⟨
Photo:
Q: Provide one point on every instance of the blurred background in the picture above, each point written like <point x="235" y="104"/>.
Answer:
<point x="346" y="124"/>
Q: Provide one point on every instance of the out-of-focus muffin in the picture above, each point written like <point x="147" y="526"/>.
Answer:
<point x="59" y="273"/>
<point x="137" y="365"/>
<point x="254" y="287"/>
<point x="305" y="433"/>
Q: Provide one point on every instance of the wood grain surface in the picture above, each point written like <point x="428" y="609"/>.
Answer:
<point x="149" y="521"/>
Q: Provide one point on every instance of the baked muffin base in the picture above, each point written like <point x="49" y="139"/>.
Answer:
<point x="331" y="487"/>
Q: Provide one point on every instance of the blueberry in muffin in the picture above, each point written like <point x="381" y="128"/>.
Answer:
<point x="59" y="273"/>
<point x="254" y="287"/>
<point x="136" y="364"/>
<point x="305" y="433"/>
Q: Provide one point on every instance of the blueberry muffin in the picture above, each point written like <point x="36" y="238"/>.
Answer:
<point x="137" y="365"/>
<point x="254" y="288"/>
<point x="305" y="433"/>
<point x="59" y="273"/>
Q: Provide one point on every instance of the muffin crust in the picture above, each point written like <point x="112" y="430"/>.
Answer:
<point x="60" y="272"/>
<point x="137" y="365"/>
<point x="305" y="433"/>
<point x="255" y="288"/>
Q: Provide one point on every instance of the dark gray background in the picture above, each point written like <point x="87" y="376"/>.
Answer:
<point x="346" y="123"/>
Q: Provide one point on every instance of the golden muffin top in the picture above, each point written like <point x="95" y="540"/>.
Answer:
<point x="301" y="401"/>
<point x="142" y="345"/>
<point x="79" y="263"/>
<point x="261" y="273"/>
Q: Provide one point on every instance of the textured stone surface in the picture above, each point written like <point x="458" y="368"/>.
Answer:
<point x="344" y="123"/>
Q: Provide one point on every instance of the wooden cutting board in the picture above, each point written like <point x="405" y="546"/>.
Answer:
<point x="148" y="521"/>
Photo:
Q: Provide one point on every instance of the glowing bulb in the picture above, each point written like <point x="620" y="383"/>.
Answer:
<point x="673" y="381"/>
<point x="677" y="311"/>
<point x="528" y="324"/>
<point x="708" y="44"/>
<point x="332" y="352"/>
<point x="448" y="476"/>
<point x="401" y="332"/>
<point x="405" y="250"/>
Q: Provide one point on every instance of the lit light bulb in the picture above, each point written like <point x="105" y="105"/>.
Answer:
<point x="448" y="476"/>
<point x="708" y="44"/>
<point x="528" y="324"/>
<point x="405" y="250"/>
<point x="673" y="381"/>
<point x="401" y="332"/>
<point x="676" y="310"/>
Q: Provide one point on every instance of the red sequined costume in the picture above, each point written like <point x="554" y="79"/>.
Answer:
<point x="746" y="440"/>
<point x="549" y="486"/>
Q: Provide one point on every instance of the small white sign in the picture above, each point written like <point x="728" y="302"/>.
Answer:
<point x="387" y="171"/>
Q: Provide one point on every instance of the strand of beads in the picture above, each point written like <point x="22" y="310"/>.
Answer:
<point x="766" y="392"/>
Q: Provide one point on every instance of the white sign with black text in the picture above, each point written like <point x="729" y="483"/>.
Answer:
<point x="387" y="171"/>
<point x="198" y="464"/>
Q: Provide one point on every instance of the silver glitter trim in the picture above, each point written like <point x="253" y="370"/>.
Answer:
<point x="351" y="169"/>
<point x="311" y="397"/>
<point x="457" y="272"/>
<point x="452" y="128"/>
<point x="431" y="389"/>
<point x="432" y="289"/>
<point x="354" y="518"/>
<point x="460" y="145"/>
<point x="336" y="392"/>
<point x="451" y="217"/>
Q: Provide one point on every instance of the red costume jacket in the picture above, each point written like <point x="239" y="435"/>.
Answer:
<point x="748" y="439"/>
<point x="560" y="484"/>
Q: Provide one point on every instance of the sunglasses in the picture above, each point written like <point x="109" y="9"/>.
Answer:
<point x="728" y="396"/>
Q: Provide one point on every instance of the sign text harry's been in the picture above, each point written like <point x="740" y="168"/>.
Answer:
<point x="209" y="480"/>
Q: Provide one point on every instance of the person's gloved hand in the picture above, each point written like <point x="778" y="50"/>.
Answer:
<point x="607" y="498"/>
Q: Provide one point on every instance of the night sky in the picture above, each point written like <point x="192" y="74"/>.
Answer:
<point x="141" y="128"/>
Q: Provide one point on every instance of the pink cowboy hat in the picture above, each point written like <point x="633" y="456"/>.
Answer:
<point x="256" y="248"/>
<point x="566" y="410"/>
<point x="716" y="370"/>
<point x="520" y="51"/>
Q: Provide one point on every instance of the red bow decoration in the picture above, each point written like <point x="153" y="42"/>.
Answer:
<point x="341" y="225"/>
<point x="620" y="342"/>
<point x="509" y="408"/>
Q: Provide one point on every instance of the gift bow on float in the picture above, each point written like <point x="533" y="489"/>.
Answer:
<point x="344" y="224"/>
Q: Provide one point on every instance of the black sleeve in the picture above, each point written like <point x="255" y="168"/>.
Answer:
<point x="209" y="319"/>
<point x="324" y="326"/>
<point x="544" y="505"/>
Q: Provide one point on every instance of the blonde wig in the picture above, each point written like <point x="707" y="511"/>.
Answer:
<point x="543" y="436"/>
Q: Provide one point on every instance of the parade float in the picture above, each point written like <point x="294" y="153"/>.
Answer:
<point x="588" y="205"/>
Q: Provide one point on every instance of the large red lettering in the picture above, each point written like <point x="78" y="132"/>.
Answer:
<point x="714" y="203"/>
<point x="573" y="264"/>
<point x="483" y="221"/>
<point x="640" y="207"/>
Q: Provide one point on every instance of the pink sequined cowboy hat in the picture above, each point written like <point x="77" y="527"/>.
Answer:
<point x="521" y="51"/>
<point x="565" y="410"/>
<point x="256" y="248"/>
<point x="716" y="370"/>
⟩
WHAT THE TASK REQUIRES >> Would you return the entries exactly as they stand?

ANSWER SPACE >>
Photo:
Q: Provide one point on every instance of the blurred background in the picture above, each point written like <point x="235" y="104"/>.
Answer:
<point x="346" y="124"/>
Q: Provide one point on every instance of the out-of-focus muffin in the picture above, each point written like <point x="147" y="526"/>.
Answer:
<point x="59" y="273"/>
<point x="137" y="365"/>
<point x="254" y="287"/>
<point x="305" y="433"/>
Q: Provide one point on every instance of the wood grain surface in the picture above, each point written like <point x="428" y="609"/>.
Answer:
<point x="149" y="521"/>
Q: Provide one point on every instance of the baked muffin base in the picture above, each point written like <point x="49" y="139"/>.
Answer:
<point x="331" y="487"/>
Q: Provide one point on every instance of the blueberry in muffin in the picture above, each point written like <point x="381" y="128"/>.
Answer:
<point x="59" y="273"/>
<point x="254" y="287"/>
<point x="136" y="364"/>
<point x="305" y="433"/>
Q: Provide one point on every instance of the blueberry muffin in the picture above, each point written like <point x="36" y="238"/>.
Answer:
<point x="137" y="365"/>
<point x="254" y="288"/>
<point x="305" y="433"/>
<point x="59" y="273"/>
Q: Provide one point on every instance of the muffin crust in the picture above, each point written like <point x="112" y="430"/>.
Answer:
<point x="60" y="272"/>
<point x="137" y="365"/>
<point x="305" y="433"/>
<point x="255" y="288"/>
Q: Provide one point on every instance of the dark gray background in the picture above, each point written like <point x="87" y="376"/>.
Answer:
<point x="346" y="123"/>
Q: Provide one point on every instance of the golden muffin top in the picture above, each point written like <point x="95" y="540"/>.
Answer:
<point x="301" y="401"/>
<point x="142" y="345"/>
<point x="79" y="263"/>
<point x="261" y="273"/>
Q: Provide one point on every instance of the textured stone surface in the picture above, each point written like <point x="458" y="368"/>.
Answer:
<point x="344" y="123"/>
Q: Provide one point on every instance of the wooden cutting board in the picture above, each point written like <point x="405" y="546"/>.
Answer:
<point x="148" y="521"/>
Photo:
Q: Provide one point on every instance of the glowing bulb in the picture above, each point written like <point x="620" y="383"/>.
Answer:
<point x="673" y="381"/>
<point x="677" y="311"/>
<point x="528" y="324"/>
<point x="708" y="44"/>
<point x="332" y="352"/>
<point x="448" y="476"/>
<point x="401" y="332"/>
<point x="405" y="250"/>
Q: Provide one point on every instance of the lit light bulb in the picture above, each point written like <point x="105" y="105"/>.
Answer:
<point x="448" y="476"/>
<point x="708" y="44"/>
<point x="528" y="324"/>
<point x="405" y="250"/>
<point x="673" y="381"/>
<point x="401" y="332"/>
<point x="676" y="310"/>
Q: Provide one point on every instance of the red sequined costume in the picture above, each point written like <point x="554" y="79"/>.
Answer:
<point x="746" y="440"/>
<point x="549" y="486"/>
Q: Provide one point on every instance of the small white sign in the picture above, each point written like <point x="728" y="302"/>.
Answer:
<point x="387" y="171"/>
Q: Provide one point on every instance of the strand of beads in the picture above, each point written like <point x="22" y="310"/>.
Answer:
<point x="766" y="392"/>
Q: Provide one point on every instance of the white sign with black text in the picture above, each point written like <point x="729" y="483"/>.
Answer:
<point x="387" y="171"/>
<point x="198" y="464"/>
Q: Provide one point on every instance of the silver glitter trim in the picture above, each point written like <point x="253" y="370"/>.
Answer:
<point x="351" y="169"/>
<point x="311" y="397"/>
<point x="457" y="272"/>
<point x="452" y="128"/>
<point x="431" y="389"/>
<point x="432" y="289"/>
<point x="354" y="518"/>
<point x="460" y="145"/>
<point x="336" y="392"/>
<point x="451" y="217"/>
Q: Provide one point on every instance of the red costume jacket in the picture above, each point written like <point x="239" y="435"/>.
Answer:
<point x="748" y="439"/>
<point x="560" y="484"/>
Q: Provide one point on every instance of the sunglasses in the picture above, each point written like <point x="109" y="9"/>.
Answer:
<point x="728" y="396"/>
Q: Provide one point on every instance of the sign text harry's been in the picture above, each point written like <point x="740" y="168"/>.
Answer:
<point x="209" y="480"/>
Q: Provide one point on every instance of the person's gloved hand in the picture above, each point written like <point x="778" y="50"/>.
Answer:
<point x="607" y="498"/>
Q: Provide one point on every instance of the night sky in the picture above, each point written like <point x="192" y="74"/>.
Answer:
<point x="141" y="128"/>
Q: Provide one point on every instance of the pink cowboy hat in the picture above, each point written like <point x="633" y="456"/>.
Answer:
<point x="256" y="248"/>
<point x="566" y="410"/>
<point x="716" y="370"/>
<point x="520" y="51"/>
Q: Provide one point on every instance of the red bow decoration in the picture above, each point written like <point x="153" y="42"/>.
Answer:
<point x="341" y="225"/>
<point x="620" y="342"/>
<point x="509" y="408"/>
Q: Provide one point on every instance of the gift bow on float in the picture above, each point written like <point x="533" y="489"/>.
Answer:
<point x="344" y="224"/>
Q: Provide one point on every instance of the black sleeve in the picture above, each point written like <point x="255" y="168"/>.
Answer:
<point x="209" y="319"/>
<point x="324" y="326"/>
<point x="544" y="505"/>
Q: Provide one point on every instance of the blonde wig in the picture above, each point written like <point x="707" y="511"/>.
Answer:
<point x="543" y="436"/>
Q: Provide one point on every instance of the parade float in the picture above, each point written like <point x="294" y="153"/>.
Answer:
<point x="588" y="205"/>
Q: Provide one point on every instance of the large red lettering in the picture above, each point written like <point x="78" y="132"/>.
Answer:
<point x="714" y="203"/>
<point x="573" y="264"/>
<point x="483" y="221"/>
<point x="640" y="207"/>
Q: Provide one point on every instance of the pink sequined cowboy hat in the picture above, each point written like <point x="77" y="527"/>.
Answer:
<point x="521" y="51"/>
<point x="565" y="410"/>
<point x="256" y="248"/>
<point x="716" y="370"/>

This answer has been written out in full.